## TASK DESCRIPTION:
Return every line of the items below that contains the word "blurred".

○ ○ ○ ○ ○ ○ ○

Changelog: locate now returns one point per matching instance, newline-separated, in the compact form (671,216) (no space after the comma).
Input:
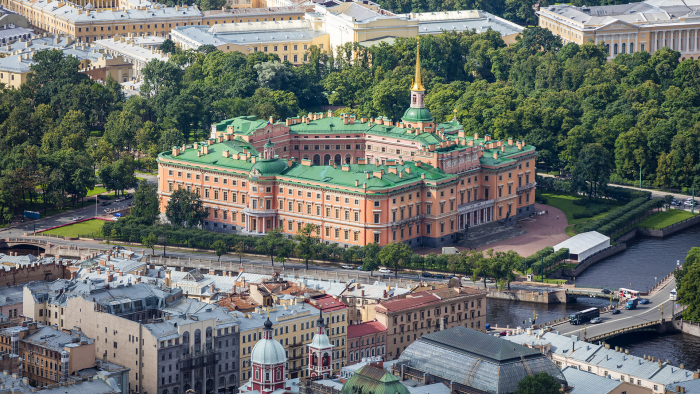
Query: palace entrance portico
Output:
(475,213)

○ ○ ○ ○ ○ ○ ○

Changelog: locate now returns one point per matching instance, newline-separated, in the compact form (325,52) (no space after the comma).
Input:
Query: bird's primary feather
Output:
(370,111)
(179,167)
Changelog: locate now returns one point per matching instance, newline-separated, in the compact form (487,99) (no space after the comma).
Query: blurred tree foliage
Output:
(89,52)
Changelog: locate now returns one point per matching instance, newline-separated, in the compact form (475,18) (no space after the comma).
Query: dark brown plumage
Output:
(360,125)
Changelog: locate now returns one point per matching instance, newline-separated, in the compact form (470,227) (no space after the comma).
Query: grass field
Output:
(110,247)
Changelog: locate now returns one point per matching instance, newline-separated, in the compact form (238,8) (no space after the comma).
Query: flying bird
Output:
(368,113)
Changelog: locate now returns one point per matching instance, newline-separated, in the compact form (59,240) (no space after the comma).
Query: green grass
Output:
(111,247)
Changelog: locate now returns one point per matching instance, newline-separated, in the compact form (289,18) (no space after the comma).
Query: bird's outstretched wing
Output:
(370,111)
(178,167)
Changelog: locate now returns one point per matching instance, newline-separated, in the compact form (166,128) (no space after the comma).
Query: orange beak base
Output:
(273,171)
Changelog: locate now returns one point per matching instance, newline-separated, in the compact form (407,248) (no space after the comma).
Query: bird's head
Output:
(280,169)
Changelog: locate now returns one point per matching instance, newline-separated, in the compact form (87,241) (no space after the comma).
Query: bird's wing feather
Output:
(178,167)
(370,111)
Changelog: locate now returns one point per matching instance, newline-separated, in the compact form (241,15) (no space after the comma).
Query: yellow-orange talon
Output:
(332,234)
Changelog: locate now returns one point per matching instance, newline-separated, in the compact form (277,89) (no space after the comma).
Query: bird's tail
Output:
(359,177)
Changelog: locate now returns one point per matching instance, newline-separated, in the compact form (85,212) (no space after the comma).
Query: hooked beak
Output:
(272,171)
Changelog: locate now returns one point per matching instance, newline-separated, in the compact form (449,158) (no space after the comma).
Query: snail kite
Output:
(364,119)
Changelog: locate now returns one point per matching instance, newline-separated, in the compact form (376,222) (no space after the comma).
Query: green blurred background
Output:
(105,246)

○ ○ ○ ○ ○ ○ ○

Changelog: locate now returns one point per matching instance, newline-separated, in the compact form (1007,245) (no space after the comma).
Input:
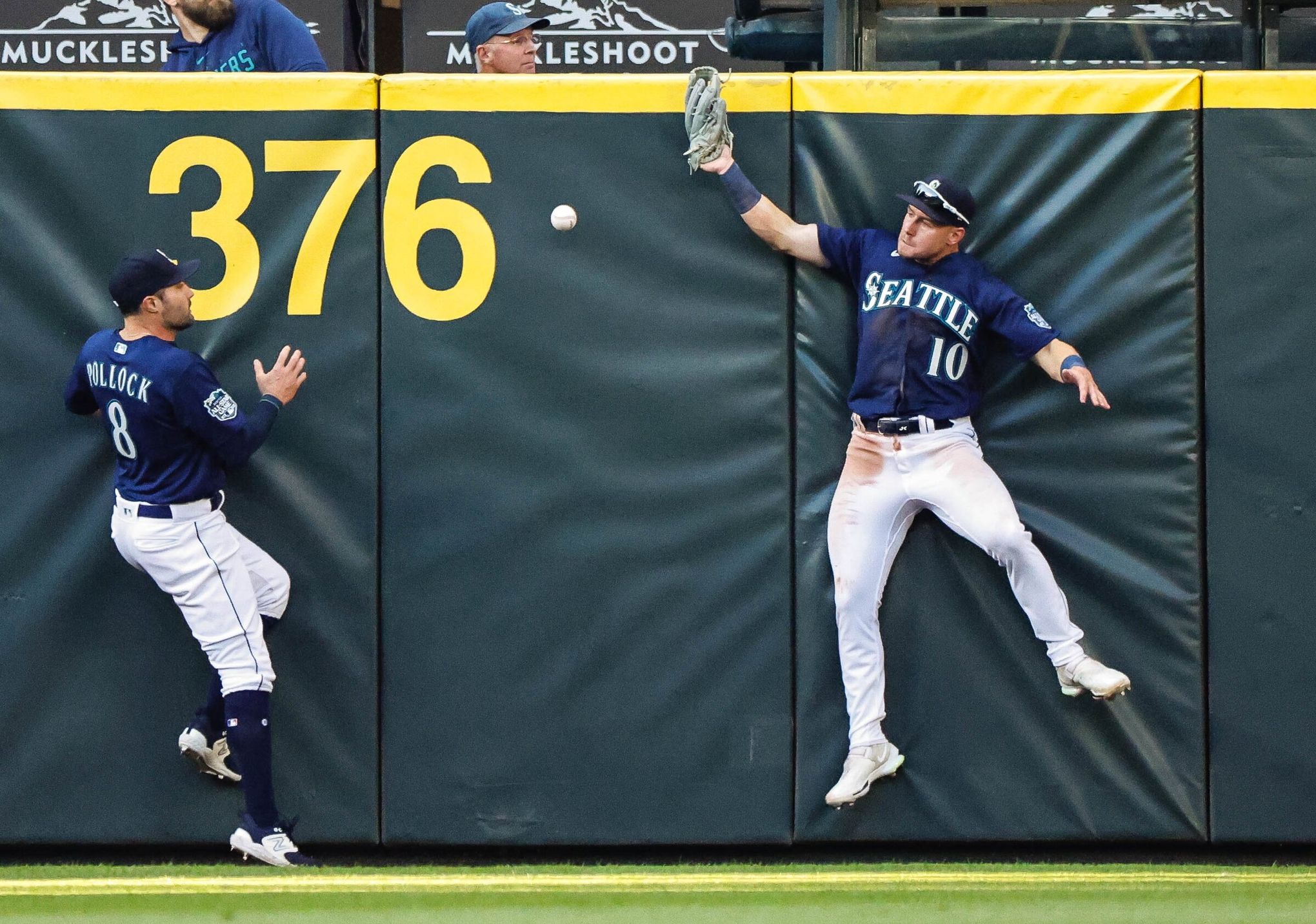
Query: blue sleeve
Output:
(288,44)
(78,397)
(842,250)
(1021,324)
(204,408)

○ ○ ○ ○ ○ ○ ○

## SOLUTION TO THE EXERCISE:
Query: blurred tree foliage
Query: green blurred background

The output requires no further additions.